Write out each record again exactly as it stands.

Data section:
□ □ □ □

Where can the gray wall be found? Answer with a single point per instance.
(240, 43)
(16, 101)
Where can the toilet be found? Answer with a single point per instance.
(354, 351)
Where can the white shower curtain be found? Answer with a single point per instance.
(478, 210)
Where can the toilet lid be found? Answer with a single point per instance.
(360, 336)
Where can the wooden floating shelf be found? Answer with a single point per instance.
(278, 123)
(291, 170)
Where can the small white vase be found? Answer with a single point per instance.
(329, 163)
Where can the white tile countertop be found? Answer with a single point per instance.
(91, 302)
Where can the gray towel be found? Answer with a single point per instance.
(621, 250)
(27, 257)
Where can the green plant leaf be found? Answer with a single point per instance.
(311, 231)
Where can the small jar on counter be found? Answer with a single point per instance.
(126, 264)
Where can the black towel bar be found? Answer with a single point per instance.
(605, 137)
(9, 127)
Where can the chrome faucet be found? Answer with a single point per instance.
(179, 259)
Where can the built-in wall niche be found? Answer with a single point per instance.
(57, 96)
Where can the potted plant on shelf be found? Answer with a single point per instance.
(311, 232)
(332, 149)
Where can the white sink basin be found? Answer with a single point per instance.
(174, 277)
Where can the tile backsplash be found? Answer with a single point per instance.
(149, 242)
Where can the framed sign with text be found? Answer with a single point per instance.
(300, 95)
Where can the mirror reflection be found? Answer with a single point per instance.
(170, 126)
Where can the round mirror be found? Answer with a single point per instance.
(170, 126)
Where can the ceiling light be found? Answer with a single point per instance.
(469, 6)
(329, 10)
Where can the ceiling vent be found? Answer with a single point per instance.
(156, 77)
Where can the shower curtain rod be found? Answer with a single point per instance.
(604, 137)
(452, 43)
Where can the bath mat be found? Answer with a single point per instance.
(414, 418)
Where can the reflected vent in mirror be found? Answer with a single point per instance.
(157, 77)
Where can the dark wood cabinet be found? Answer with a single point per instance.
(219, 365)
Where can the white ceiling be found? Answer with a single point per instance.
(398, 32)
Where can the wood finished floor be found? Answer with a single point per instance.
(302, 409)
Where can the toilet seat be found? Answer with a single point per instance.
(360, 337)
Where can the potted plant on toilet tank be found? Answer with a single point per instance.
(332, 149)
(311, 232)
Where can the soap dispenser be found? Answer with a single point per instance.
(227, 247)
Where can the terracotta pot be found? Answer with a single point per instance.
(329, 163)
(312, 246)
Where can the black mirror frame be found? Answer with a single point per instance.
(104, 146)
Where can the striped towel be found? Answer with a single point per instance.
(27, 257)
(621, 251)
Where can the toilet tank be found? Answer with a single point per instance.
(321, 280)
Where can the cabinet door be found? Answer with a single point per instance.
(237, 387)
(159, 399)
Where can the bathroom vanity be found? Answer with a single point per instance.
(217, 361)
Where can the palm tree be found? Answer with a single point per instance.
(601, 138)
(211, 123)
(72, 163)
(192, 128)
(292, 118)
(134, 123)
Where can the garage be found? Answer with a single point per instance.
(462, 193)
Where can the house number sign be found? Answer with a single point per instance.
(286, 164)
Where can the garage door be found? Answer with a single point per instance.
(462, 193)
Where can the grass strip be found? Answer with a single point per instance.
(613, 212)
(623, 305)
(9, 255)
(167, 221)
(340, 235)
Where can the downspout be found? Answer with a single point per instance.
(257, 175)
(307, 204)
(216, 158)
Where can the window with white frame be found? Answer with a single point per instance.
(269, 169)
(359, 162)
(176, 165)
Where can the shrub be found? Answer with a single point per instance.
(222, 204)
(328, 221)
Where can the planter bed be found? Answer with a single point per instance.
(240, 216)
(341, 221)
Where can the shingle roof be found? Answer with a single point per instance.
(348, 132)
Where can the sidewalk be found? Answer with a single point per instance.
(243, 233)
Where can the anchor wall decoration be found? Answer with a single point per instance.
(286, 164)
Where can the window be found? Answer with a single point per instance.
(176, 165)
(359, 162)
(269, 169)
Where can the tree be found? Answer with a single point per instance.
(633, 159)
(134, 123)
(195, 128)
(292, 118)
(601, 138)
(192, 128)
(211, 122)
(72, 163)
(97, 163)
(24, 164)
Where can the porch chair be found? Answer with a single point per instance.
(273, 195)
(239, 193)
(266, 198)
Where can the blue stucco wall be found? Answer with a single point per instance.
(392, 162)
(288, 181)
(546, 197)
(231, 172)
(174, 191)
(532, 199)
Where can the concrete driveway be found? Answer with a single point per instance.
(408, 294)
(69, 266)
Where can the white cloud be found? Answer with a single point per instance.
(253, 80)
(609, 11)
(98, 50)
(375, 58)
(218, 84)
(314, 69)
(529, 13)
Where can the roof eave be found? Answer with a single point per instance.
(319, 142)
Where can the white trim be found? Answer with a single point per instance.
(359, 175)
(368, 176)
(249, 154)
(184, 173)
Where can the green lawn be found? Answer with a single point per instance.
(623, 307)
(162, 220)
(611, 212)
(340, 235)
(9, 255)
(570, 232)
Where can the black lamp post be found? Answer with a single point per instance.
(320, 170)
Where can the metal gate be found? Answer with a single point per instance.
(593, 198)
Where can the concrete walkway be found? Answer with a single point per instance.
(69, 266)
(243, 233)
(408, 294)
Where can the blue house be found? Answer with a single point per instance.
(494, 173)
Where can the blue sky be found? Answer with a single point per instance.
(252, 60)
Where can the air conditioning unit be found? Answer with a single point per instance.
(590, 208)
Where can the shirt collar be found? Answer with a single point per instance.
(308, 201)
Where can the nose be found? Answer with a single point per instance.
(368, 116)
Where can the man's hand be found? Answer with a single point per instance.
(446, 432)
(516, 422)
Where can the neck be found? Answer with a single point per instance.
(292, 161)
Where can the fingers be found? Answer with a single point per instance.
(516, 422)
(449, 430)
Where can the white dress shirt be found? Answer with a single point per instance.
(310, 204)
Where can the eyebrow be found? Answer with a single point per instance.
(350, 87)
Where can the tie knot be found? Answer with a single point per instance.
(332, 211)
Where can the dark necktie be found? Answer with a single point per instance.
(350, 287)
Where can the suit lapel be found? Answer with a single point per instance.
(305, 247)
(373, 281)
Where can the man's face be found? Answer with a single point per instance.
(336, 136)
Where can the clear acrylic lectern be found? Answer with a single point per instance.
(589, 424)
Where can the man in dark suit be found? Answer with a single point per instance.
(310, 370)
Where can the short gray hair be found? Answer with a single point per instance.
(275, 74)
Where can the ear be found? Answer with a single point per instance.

□ □ □ □

Task output:
Where can the gray wall be found? Answer with a single point per instance.
(240, 43)
(16, 101)
Where can the toilet be found? Answer with a single point per instance.
(354, 351)
Where can the white shower curtain be found? Answer with a single point per instance.
(478, 210)
Where can the toilet lid be found? Answer with a single point per instance.
(360, 336)
Where can the wooden floating shelf be found? Answer with a single point per instance.
(278, 123)
(291, 170)
Where can the small white vase be found? Answer with a single point per instance.
(329, 163)
Where can the white tile countertop be found? Answer with a single point per instance.
(91, 302)
Where can the gray towel be found? Answer with a single point per instance.
(621, 250)
(27, 257)
Where can the green plant leaf be found? Answer with a single point per instance.
(311, 231)
Where can the small jar on counter be found? Answer with a single point per instance.
(126, 264)
Where can the black towel bar be found? Answer with a single point per instance.
(605, 137)
(9, 127)
Where can the chrome faucet be found? Answer with a single point per instance.
(179, 259)
Where can the built-in wall niche be found? Answer with a single point per instance.
(57, 96)
Where can the potted plant on shelf be found? Answer with a single point per instance.
(311, 232)
(332, 149)
Where can the white sink basin be found? Answer with a single point per instance.
(174, 277)
Where can the tile backsplash be found? Answer with a single point per instance.
(149, 242)
Where can the framed sign with text be found? Answer with a single point per instance.
(300, 95)
Where can the mirror reflection be found? Answer with a single point per instance.
(170, 126)
Where can the round mirror be found? Answer with a single point per instance.
(170, 126)
Where can the ceiling light be found? Answer with a single point per instance.
(469, 6)
(329, 10)
Where can the ceiling vent be found? Answer with a single point per instance.
(156, 77)
Where can the shower curtain rod be found? Answer with a single point per instance.
(604, 137)
(452, 43)
Where can the bath mat be found? Answer with a single point per instance.
(414, 418)
Where can the reflected vent in mirror be found? Answer with a single point per instance.
(157, 77)
Where can the dark wood cabinet be found? Answer with a single point per instance.
(219, 365)
Where can the white ceiling be found? Answer with a single point per instance.
(398, 32)
Where can the wood finished floor be found? Answer with a single point per instance.
(302, 409)
Where can the toilet seat be found? Answer with a single point per instance.
(360, 337)
Where can the potted plant on toilet tank be found? Answer with a single point per instance.
(332, 149)
(311, 232)
Where can the soap dispenser be found? Answer with a single point per instance.
(227, 247)
Where can the terracotta pot be found? Answer with a single point per instance.
(329, 163)
(312, 246)
Where can the black mirror frame be found? Answer with a single point per instance.
(104, 146)
Where can the striped towel be found? Answer with a single point per instance.
(27, 257)
(621, 251)
Where can the toilet tank be found? Answer with a single point per instance.
(321, 280)
Where can the cabinet door be found? Answer with a single point per instance.
(237, 387)
(159, 399)
Where can the bathroom vanity be found? Answer with a single point per instance.
(217, 361)
Where can the palm tree be found? Answer with a single point per instance.
(601, 138)
(211, 123)
(72, 163)
(192, 128)
(292, 118)
(134, 123)
Where can the garage be found? Answer with a single point per instance.
(462, 193)
Where can the house number sign be found? Answer with a single point per instance.
(286, 164)
Where can the garage door be found? Answer with a single point per instance.
(462, 193)
Where can the grass strip be found? Answer with a single point per instance.
(613, 212)
(623, 305)
(9, 255)
(167, 221)
(340, 235)
Where can the downspout be found? Answer with a single point per instance.
(257, 175)
(307, 204)
(216, 158)
Where can the window with white frame be found? Answer with a single point per instance.
(269, 169)
(359, 162)
(176, 165)
Where can the shrub be found? Answer with a single point per instance.
(222, 204)
(328, 221)
Where can the planter bed be found? Answer with a single point per instance.
(240, 216)
(341, 221)
Where can the shingle roof be found? Answer with a single point per instance.
(348, 132)
Where can the sidewalk be found? Answer with a single point per instance.
(243, 233)
Where can the anchor wall decoration be found? Answer with a single point per instance.
(286, 164)
Where can the window be found? Answer with a single point per instance.
(176, 165)
(359, 162)
(269, 169)
Where can the tree be found? Answer with a single point per instance.
(633, 159)
(134, 123)
(195, 128)
(292, 118)
(601, 138)
(192, 128)
(211, 122)
(72, 163)
(97, 163)
(24, 164)
Where can the porch chair be found? Answer with a single point per instance.
(273, 195)
(239, 193)
(266, 198)
Where can the blue stucco wall be found? Answer with a single point per instance.
(392, 162)
(288, 181)
(546, 197)
(231, 172)
(174, 191)
(532, 199)
Where can the concrete driveway be found? Answer with a single point per instance.
(408, 294)
(69, 266)
Where can the white cloud be found? Answer with a single point per instance.
(253, 80)
(609, 11)
(98, 50)
(375, 58)
(218, 84)
(314, 69)
(529, 13)
Where can the roof eave be found? Answer with a single point per instance.
(319, 142)
Where can the white trim be found? Answer with a single point per instance.
(359, 175)
(368, 176)
(249, 154)
(184, 173)
Where can the green lawn be found? Answer with a single point per instance.
(623, 307)
(162, 220)
(611, 212)
(340, 235)
(9, 255)
(570, 232)
Where can the black lamp post be found? Answer with a single point per instance.
(320, 170)
Where can the metal gate be found? Answer with a single point per instance.
(593, 198)
Where can the concrete walkway be found? Answer with a single point per instance.
(69, 266)
(243, 233)
(408, 294)
Where can the blue house be found? Answer with a single point per instance.
(494, 173)
Where can the blue sky be found? Answer with a single point per instance.
(252, 60)
Where can the air conditioning unit be found? Answer with a single point per instance.
(590, 208)
Where can the shirt collar be found? Answer with a single point per instance.
(308, 201)
Where can the nose be found? Answer with a single point per instance.
(368, 116)
Where can the man's hand be found? Answer with a single point per instance.
(446, 432)
(516, 422)
Where can the neck be found? Answer with a single point per instance.
(292, 161)
Where can the fingers be found? Answer with a single point per instance.
(516, 422)
(449, 430)
Where can the white dress shirt be found? Answer with a single point per instance.
(310, 204)
Where can the eyebrow be found? Answer with a single point per instance.
(350, 87)
Where can the tie knot be found? Answer with a single point per instance.
(332, 211)
Where can the dark necktie be found? Answer with a single point per instance.
(350, 287)
Where can the suit lapel be found? Answer with a single point per instance.
(305, 247)
(373, 281)
Where can the man's face be found? Answer with a single point per instance.
(336, 136)
Where can the clear acrylic lectern be found? Answer with a single point per instance.
(589, 424)
Where can the man in dark suit be found? Answer with a single point per instance.
(310, 370)
Where can the short gray hair be found? Answer with a single point per instance.
(275, 74)
Where can the ear be found? Answer with a single point per instance.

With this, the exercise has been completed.